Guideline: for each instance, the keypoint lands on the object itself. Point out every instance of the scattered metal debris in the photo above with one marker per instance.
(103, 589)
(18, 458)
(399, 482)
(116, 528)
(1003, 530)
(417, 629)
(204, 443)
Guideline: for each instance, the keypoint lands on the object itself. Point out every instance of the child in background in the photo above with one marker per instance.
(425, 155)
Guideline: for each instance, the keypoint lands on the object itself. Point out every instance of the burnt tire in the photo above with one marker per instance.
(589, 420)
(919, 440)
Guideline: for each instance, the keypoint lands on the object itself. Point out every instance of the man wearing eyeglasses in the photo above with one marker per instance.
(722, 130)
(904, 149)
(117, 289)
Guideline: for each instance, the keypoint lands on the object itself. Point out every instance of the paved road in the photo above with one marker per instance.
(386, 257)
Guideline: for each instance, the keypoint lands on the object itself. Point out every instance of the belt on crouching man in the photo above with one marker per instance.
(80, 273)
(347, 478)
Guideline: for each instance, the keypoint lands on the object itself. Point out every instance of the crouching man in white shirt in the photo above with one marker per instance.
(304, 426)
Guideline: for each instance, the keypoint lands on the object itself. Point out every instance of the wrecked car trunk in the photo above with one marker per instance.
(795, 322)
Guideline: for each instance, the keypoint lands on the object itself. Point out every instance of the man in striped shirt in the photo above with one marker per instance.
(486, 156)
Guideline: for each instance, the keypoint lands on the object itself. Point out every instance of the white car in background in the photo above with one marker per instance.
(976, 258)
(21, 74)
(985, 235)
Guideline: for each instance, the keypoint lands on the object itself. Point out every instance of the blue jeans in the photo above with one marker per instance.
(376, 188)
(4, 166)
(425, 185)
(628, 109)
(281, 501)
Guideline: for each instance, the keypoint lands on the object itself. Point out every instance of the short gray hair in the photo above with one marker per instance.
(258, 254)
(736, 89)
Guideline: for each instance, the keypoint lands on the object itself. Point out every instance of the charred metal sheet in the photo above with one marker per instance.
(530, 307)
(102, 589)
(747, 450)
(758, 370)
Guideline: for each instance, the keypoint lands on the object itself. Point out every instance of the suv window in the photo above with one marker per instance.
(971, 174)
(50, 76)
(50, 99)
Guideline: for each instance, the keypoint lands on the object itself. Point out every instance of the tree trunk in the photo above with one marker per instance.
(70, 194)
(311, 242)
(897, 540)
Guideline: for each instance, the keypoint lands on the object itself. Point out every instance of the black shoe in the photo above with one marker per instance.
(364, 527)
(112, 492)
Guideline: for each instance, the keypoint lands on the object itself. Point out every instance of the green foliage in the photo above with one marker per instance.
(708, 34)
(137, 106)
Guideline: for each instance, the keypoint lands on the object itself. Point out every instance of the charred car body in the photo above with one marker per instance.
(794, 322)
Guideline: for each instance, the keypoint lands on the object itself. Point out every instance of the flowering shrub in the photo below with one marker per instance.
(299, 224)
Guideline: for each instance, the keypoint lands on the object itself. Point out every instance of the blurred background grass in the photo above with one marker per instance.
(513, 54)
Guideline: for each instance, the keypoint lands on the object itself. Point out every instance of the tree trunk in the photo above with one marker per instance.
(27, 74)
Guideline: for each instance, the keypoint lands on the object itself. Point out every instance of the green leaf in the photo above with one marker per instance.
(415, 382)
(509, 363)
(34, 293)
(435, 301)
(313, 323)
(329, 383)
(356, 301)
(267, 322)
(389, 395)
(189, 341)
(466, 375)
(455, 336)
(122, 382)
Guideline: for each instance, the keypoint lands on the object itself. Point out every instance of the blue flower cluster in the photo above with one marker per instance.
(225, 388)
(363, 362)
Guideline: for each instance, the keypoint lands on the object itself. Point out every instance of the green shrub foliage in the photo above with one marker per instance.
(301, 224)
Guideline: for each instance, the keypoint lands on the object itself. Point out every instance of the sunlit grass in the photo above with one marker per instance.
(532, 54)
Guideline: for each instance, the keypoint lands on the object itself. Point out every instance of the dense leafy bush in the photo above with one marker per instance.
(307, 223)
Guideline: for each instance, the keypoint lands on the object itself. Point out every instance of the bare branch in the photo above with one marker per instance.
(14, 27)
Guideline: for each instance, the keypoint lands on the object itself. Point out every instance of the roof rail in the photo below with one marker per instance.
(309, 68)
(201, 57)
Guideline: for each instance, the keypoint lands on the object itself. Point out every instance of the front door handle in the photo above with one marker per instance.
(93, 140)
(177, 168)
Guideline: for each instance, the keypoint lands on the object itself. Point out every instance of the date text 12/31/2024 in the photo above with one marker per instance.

============

* **GIVEN PROBLEM**
Write out all of the rows above as a numbered list, leaving out any blank lines.

* **ANSWER TO THE EXERCISE**
1. Guideline: for each instance, the keypoint lands on the object itself. Point out every instance of the scattered metal debris in the photo above with one marker per instance.
2. (103, 589)
3. (18, 458)
4. (399, 482)
5. (116, 528)
6. (1003, 530)
7. (417, 629)
8. (204, 443)
9. Guideline: for each instance, the keypoint lands on the object itself. Point out every instance of the child in background in the photo above with one marker per instance.
10. (425, 155)
11. Guideline: for each instance, the keypoint lands on the object itself. Point out every instance of the burnt tire in the photo above with one marker per instance.
12. (589, 420)
13. (919, 440)
14. Guideline: for each instance, the keypoint lands on the object itself. Point out every instance of the man wearing eyeglasses in the photo above with one marker per instance.
15. (722, 130)
16. (904, 149)
17. (117, 289)
18. Guideline: for each instance, the keypoint lands on the object itself. Point out every instance of the paved road in the photo above with one marker per instance.
19. (386, 257)
20. Guideline: for each instance, the keypoint lands on the object itself. Point out every instance of the belt on crouching man in the photo above with one marker per instance.
21. (80, 273)
22. (347, 478)
23. Guideline: for each instance, the keypoint lands on the object itself. Point out every instance of the crouching man in white shirt in the photo above with one marker per instance.
24. (304, 426)
25. Guideline: for each instance, the keypoint lands on the object itself. Point out every instance of the wrecked car trunk in the photo above with one marker per instance.
26. (795, 322)
27. Guideline: for each instance, the keypoint lands on the object itself. Point out every instance of the man in striped shirt in the photo above with one marker per instance.
28. (486, 156)
29. Guideline: for each instance, the keypoint lands on the object itself. Point out every instance of the white car in background in the photo above with one marker per instance.
30. (976, 258)
31. (21, 74)
32. (985, 235)
33. Guideline: for each instance, the keypoint lands on the object itself. Point out every instance of the blue jeans in the photo above with one marker per instance.
34. (376, 188)
35. (4, 166)
36. (425, 185)
37. (628, 109)
38. (281, 501)
39. Guideline: for each instance, the keypoint lands on the object itself. Point out every instance of the short gray hair in the photo above with one marker per instance.
40. (258, 254)
41. (736, 89)
42. Guideline: for each instance, the keypoint lands on the object itself. Point out every instance of the charred metal sheet in the photo above with one marker per instance.
43. (530, 307)
44. (102, 589)
45. (747, 450)
46. (758, 370)
47. Guideline: for each instance, the keypoint lands on the object itself. Point out every instance of the suv window in the photo above with one marker per instance.
48. (971, 174)
49. (50, 76)
50. (50, 99)
51. Guideline: for each instance, the keypoint lands on the object itself. Point out every instance of the tree trunk in the photo above with one marker per instance.
52. (70, 194)
53. (311, 242)
54. (897, 540)
55. Guideline: for each instance, the keypoint lands on the object itself. Point out every instance of the black shoe in the photo above with one marker per instance.
56. (364, 527)
57. (112, 492)
58. Guideline: for each instance, the keypoint lands on the object itself. Point out every instance of the green foliage in the photo above with one marker per instance.
59. (708, 34)
60. (137, 106)
61. Guideline: for each instance, the keypoint lands on the object itself. Point out every instance of the charred car body in the photo above with one marker per instance.
62. (794, 322)
63. Guideline: for each instance, the keypoint lands on the object itself. Point out every instance of the flowering shrub in the photo below with one marker per instance.
64. (299, 224)
65. Guideline: for each instance, the keypoint lands on the object itself. Point out every instance of the blurred background grass in the photo above with one marker per instance.
66. (513, 54)
67. Guideline: for each instance, the keypoint lands on the object itself. Point out every instance of the tree trunk in the photo above with one marker per instance.
68. (27, 74)
69. Guideline: for each instance, the keypoint lands on the object itself. Point out every instance of the green leaf in the photo above with one marker per instance.
70. (415, 382)
71. (509, 363)
72. (34, 293)
73. (435, 301)
74. (313, 323)
75. (329, 383)
76. (356, 301)
77. (267, 322)
78. (389, 395)
79. (189, 341)
80. (466, 375)
81. (455, 336)
82. (122, 382)
83. Guideline: for each instance, the keypoint lands on the object itself. Point out every instance of the blue flower cluster in the photo above with one marker per instance.
84. (225, 388)
85. (363, 362)
86. Guideline: for each instance, the keypoint lands on the object itself. Point out every instance of the green shrub foliage in the photo above with one marker per instance.
87. (301, 224)
88. Guideline: for each instance, the keypoint lands on the object itself. Point out every instance of the sunlit grass in the photo above with one marker per instance.
89. (532, 54)
90. Guideline: for each instance, the keypoint lands on the object itself. Point out every instance of the dense leafy bush in the photo above with one marker per instance.
91. (307, 223)
92. Guideline: for each instance, the keypoint lands on the object itself. Point out every instance of the bare branch in the photo above with one marker per instance.
93. (14, 27)
94. Guideline: for each instance, the keypoint lands on the object itself. Point out every instance of the roof rail in the photo below with one marker per instance.
95. (309, 68)
96. (201, 57)
97. Guideline: for each instance, the keypoint lands on the object itself. Point out every instance of the front door handle in the photo above with one marker per instance.
98. (93, 140)
99. (177, 168)
100. Guideline: for each instance, the keypoint lands on the object itself. Point out every instance of the date text 12/31/2024 in the photo above with one marker per instance.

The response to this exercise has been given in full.